| Selection |
Gun laws are not a creation of the 20th century but are as old as the country’s beginnings.
A person holds a Glock handgun
A person holds a Glock handgun at a store in Orem, Utah, on Mar. 25, 2021.George Frey / Bloomberg via Getty Images file

When the Supreme Court struck down New York state’s concealed carry law Thursday, it didn’t just get rid of a gun law that’s been in effect since 1911. In NYSRPA v. Bruen, the high court has tossed aside the lessons — and facts — of law, history and good public policy. I say that as someone who not only studies the U.S. Constitution and firearms policy, but also as someone who personally holds a New York concealed carry permit. I do not believe the New York law impinged on my rights, but the court obviously did.  

The pop culture image of American gun-toting throughout history, unencumbered by laws, is mostly a fiction.

The 2008 case of District of Columbia v. Heller established the right of individuals to own guns for protection within their homes. Until then, the Second Amendment’s language was understood to apply only in the context of militia service, as referenced in the amendment. Now, in a 6-3 ruling, the Supreme Court has said that the Second Amendment protects “an individual’s right to carry a handgun for self-defense outside the home,” so concealed carry laws like New York’s are unconstitutional. 

It also said that states “may continue to require licenses for carrying handguns for self-defense,” but that this license must be granted unless the applicant falls into the categories barred from gun ownership, such as felons, those adjudged mentally incompetent and the like.

The Supreme Court majority claims to be guided by the original intent of the Constitution, using relevant history as a guide to determine how to apply its language to modern court cases. In this case, as they often do, the justices turned to history, asserting that there was “little evidence of an early American practice of regulating public carry by the general public.” But to reach that conclusion means not only deliberately overlooking, but also actually contradicting that historical record.

| Stored entries |
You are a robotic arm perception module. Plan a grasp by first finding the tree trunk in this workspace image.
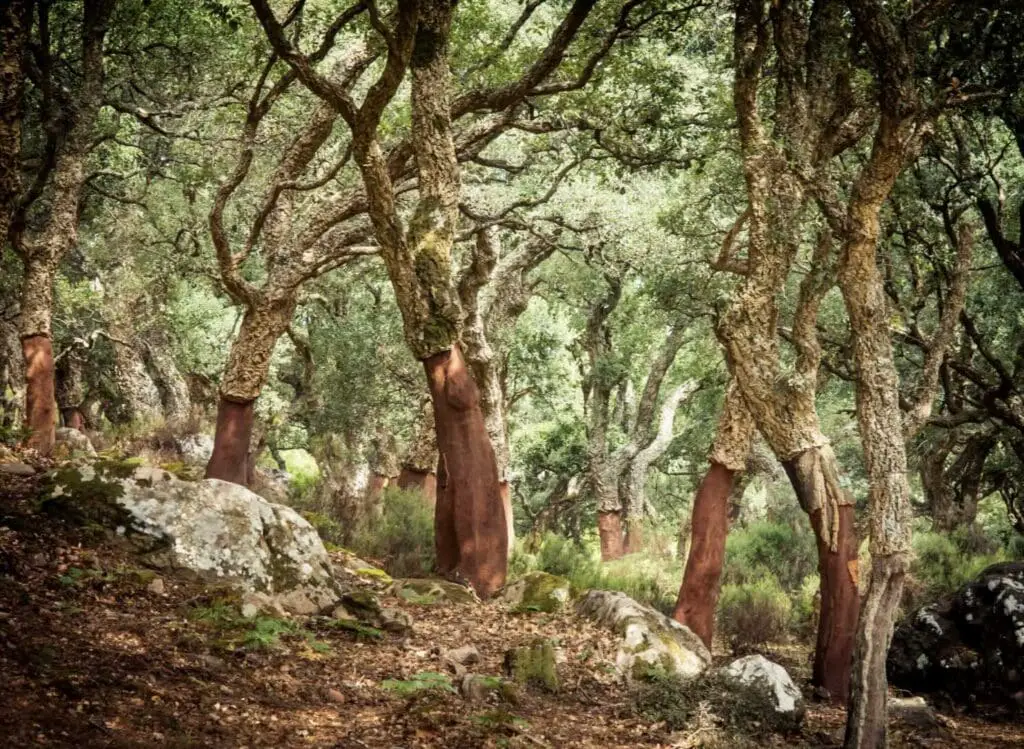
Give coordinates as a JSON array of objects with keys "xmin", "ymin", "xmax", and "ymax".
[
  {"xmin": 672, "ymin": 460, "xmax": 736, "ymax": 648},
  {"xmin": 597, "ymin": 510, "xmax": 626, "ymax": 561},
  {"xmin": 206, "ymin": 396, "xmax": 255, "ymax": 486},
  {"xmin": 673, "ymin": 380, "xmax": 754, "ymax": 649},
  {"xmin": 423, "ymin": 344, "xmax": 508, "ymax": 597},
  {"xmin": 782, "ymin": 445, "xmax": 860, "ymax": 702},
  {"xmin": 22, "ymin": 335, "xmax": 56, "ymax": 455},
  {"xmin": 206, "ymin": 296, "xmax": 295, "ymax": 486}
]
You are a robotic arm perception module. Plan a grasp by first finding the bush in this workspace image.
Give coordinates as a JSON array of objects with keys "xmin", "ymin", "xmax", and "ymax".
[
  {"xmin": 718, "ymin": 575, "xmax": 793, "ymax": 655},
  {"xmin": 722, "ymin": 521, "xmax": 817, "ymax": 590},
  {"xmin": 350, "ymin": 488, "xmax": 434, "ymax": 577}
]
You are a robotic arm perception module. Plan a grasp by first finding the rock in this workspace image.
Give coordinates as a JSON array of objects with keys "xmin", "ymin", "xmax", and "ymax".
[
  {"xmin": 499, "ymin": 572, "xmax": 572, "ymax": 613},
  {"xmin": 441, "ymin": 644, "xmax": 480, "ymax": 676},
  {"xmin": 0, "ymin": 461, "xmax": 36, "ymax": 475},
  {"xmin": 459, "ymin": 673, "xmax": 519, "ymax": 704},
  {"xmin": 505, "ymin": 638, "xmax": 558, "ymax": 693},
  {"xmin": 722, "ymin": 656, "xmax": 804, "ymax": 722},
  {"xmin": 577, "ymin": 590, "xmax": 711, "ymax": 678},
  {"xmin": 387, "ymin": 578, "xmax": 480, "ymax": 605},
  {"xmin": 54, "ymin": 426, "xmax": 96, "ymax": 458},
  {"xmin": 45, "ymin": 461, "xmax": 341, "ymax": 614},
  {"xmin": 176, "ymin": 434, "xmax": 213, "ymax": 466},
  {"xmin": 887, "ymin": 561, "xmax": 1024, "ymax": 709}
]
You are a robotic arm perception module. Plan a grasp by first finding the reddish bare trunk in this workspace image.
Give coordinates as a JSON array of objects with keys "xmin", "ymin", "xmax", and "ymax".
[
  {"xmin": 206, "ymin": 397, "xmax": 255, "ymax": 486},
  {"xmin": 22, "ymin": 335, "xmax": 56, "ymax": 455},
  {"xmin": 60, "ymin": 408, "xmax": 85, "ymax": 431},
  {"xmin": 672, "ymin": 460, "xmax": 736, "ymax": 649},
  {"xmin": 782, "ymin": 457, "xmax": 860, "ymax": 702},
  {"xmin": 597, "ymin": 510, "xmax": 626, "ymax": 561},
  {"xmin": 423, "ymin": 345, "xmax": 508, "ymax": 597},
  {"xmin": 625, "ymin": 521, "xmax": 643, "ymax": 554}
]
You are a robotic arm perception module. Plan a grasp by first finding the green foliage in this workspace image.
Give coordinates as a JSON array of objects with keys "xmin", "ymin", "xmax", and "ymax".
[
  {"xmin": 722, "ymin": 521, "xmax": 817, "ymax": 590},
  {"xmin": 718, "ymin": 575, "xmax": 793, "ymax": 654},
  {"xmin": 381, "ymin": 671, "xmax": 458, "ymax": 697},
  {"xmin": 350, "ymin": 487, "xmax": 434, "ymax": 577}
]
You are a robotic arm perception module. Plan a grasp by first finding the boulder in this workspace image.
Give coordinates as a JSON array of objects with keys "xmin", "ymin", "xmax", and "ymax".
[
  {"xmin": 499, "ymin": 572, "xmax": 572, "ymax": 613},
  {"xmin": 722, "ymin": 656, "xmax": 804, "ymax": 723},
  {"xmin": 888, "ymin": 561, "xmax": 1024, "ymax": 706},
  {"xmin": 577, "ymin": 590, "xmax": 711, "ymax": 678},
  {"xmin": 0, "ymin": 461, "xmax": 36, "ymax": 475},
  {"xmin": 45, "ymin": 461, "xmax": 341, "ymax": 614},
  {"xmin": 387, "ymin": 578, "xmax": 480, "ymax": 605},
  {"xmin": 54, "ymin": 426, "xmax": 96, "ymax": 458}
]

| Goal A |
Which years does the text on gun laws mention?
| Goal B |
In the listing, rename "boulder" to "large stone" in the lines from the one holding "boulder in this workspace image." through the end of the listing, inclusive, and reproduce only those lines with nothing else changed.

| Complete output A |
2021, 1911, 2008

| Complete output B |
You are a robotic arm perception module. Plan a grasp by first finding the large stone in this workspace image.
Give coordinates as a JSON array of objects with keys "xmin", "ymin", "xmax", and "ymax".
[
  {"xmin": 499, "ymin": 572, "xmax": 572, "ymax": 613},
  {"xmin": 722, "ymin": 656, "xmax": 804, "ymax": 723},
  {"xmin": 888, "ymin": 561, "xmax": 1024, "ymax": 706},
  {"xmin": 577, "ymin": 590, "xmax": 711, "ymax": 678},
  {"xmin": 0, "ymin": 461, "xmax": 36, "ymax": 475},
  {"xmin": 45, "ymin": 461, "xmax": 341, "ymax": 614},
  {"xmin": 387, "ymin": 578, "xmax": 480, "ymax": 605},
  {"xmin": 54, "ymin": 426, "xmax": 96, "ymax": 458}
]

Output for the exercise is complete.